*Text*.
%%

This 5 KM of Provincial road should not have required repaving, at least not in less than 4 years since it was first paved. It was actually part of a pilot project announced in June 2007 cost shared between the Town and the Department of Municipal Affairs. At the time it was a 75-25 ratio meaning the Town chipped in nearly $125,000 to see this and it’s Town roads paved using this bituminous surface treatment (BST). It was supposed to be cost-effective and prolong the life of a highway. It failed and it left the Town in crisis because it had invested 25% and was left in just a couple of years with paved roads in worse condition than a gravel road, that the Town could not maintain. To make matters worse, shortly after this investment by the Town, the Government changed it’s municipal cost-sharing agreement to a 90-10. This small Town expended a large sum of money and is left with crumbling infrastructure.

I took a some photos of a few kilometers into Town, coupled with some scenic shots. The stops were quite frequent as the lower roads are deplorable condition and it would take more time to fully document condition of all Town roads.

Brush clearing and completion of line painting must occur and be completed earlier in the year, not still pending in mid-August.

%%

*Available records*.
%%

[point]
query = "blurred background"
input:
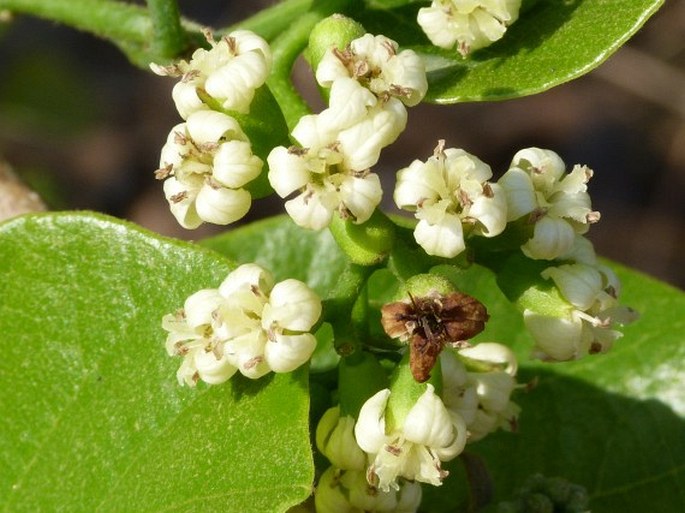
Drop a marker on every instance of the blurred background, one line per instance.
(84, 128)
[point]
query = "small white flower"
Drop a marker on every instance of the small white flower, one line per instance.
(335, 439)
(206, 161)
(470, 24)
(347, 491)
(428, 436)
(247, 324)
(332, 175)
(555, 201)
(587, 324)
(373, 61)
(229, 73)
(194, 334)
(481, 397)
(452, 198)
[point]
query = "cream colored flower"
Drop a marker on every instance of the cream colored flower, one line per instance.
(228, 73)
(468, 24)
(587, 323)
(428, 436)
(375, 63)
(248, 324)
(556, 202)
(452, 199)
(347, 491)
(205, 163)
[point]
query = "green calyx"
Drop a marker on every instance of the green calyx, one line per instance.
(520, 280)
(365, 244)
(405, 392)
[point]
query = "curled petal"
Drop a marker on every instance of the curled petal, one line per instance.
(580, 284)
(287, 352)
(235, 165)
(556, 338)
(181, 197)
(292, 306)
(445, 239)
(313, 210)
(209, 126)
(246, 352)
(490, 212)
(552, 237)
(211, 368)
(361, 196)
(370, 428)
(519, 192)
(491, 352)
(287, 171)
(199, 307)
(428, 423)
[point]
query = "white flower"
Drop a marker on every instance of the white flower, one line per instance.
(206, 161)
(373, 61)
(228, 73)
(335, 439)
(587, 323)
(248, 323)
(470, 24)
(194, 334)
(481, 395)
(331, 174)
(428, 435)
(451, 197)
(555, 201)
(347, 491)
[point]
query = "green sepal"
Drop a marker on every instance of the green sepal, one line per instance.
(520, 280)
(336, 31)
(365, 244)
(405, 391)
(264, 126)
(360, 377)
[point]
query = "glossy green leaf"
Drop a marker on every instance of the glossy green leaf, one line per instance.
(552, 42)
(613, 423)
(92, 417)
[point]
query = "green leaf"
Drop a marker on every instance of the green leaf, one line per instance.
(287, 250)
(613, 423)
(92, 417)
(552, 42)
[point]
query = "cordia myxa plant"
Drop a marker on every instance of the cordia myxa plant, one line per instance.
(470, 353)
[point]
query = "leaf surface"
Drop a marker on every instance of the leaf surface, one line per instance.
(92, 417)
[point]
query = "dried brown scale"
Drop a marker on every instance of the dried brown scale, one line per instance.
(431, 322)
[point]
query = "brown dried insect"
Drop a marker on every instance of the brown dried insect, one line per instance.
(430, 323)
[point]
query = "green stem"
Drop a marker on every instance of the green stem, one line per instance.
(128, 26)
(286, 48)
(169, 39)
(273, 20)
(338, 308)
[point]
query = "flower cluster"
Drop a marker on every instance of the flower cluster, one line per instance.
(477, 385)
(556, 203)
(249, 324)
(329, 170)
(468, 24)
(586, 321)
(415, 448)
(207, 161)
(451, 196)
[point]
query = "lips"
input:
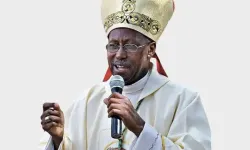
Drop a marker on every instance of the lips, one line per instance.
(120, 69)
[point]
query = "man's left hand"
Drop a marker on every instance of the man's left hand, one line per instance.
(119, 105)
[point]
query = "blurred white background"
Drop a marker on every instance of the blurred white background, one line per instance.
(51, 50)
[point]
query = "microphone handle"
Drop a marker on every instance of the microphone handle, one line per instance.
(116, 123)
(116, 127)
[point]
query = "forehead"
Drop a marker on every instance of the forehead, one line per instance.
(125, 34)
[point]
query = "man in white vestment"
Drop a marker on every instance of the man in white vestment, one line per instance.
(156, 113)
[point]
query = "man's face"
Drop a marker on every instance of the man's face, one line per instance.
(132, 66)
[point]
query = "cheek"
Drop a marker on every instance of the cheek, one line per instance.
(110, 57)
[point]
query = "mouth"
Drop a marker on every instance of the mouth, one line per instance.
(120, 68)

%%

*Written request A*.
Gather each line of the records in which the string "glossy" occurs.
*Written request B*.
Pick up the account of the failed road paving from its final sentence and carry it forward.
The text and the records are unrelated to each other.

*Expected answer A*.
query = "glossy green leaf"
Drop a marker on every instance of the glossy green leaf, one line per instance.

*Expected answer B*.
Town infrastructure is vital to rural economic growth. The re-surfacing on Conche road was needed and Government at that time should have also re-surfaced the failed pilot project for Town roads.

The Town of Conche sees thousands of tourists annually and could easily be branded as a “tourism destination” with unique scenery, the French Shore, cruise ship visits, vernacular architecture and numerous attractions. It also has an active fish plant that sees product and workers commuting over this route. Development of Conche is being stagnated due to poor road infrastructure – it’s time for change.

I welcome any investment Government will make into our Municipal and Provincial road infrastructure in the District, as there are significant needs.

We need multi-year planning and create an economic master plan. I look forward to continuing these conversations with my constituents to redefine rural Newfoundland & Labrador.

Live Rural NL –

Christopher Mitchelmore, MHA
The Straits-White Bay North

Seals on the Ice

Last Sunday, I had left my home to drive to grandmother’s house in Nameless Cove for a big turkey dinner on Easter Sunday. Driving through the community, I saw a black spot on the ice.

Division No. 9, Subd. C-20130331-01594

The seal is at the edge of the beach.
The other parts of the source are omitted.